TASK PROMPT:
Where an entry holds an image, skip the image but reproduce the rest word for word.
★ ★ ★ ★ ★ ★ ★
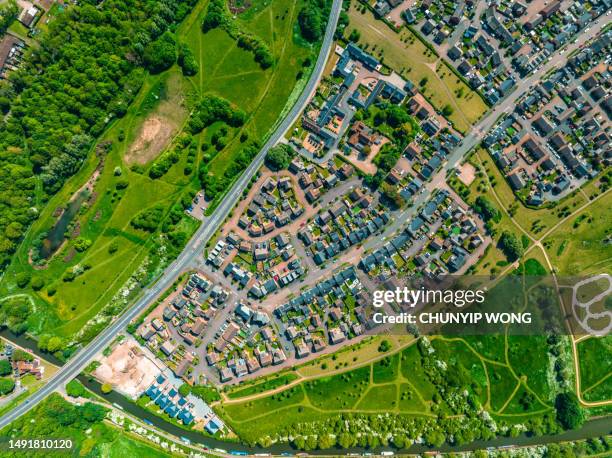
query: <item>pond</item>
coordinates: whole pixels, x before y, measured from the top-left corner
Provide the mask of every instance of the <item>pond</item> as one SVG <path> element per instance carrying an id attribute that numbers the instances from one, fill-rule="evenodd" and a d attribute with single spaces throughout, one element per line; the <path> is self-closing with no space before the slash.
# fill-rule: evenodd
<path id="1" fill-rule="evenodd" d="M 87 190 L 83 190 L 72 199 L 66 209 L 62 212 L 55 225 L 47 233 L 47 237 L 42 241 L 39 255 L 41 259 L 49 259 L 55 254 L 57 249 L 64 243 L 66 238 L 66 229 L 70 225 L 72 219 L 76 216 L 81 208 L 81 205 L 89 196 Z"/>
★ ★ ★ ★ ★ ★ ★
TASK RESPONSE:
query: <item>pond</item>
coordinates: whole pixels, x before y, measured from the top-left corner
Provide the mask of every instance of the <item>pond</item> as one SVG <path> element per instance carrying an id attribute that numbers the instances from one, fill-rule="evenodd" and a d attribute with single spaces throughout, one element per line; the <path> is self-closing with no space before the slash.
# fill-rule: evenodd
<path id="1" fill-rule="evenodd" d="M 87 190 L 83 190 L 72 199 L 66 209 L 62 212 L 55 225 L 47 233 L 47 237 L 42 241 L 39 255 L 41 259 L 49 259 L 55 254 L 57 249 L 64 243 L 66 238 L 66 229 L 70 225 L 72 219 L 76 216 L 81 208 L 81 205 L 89 196 Z"/>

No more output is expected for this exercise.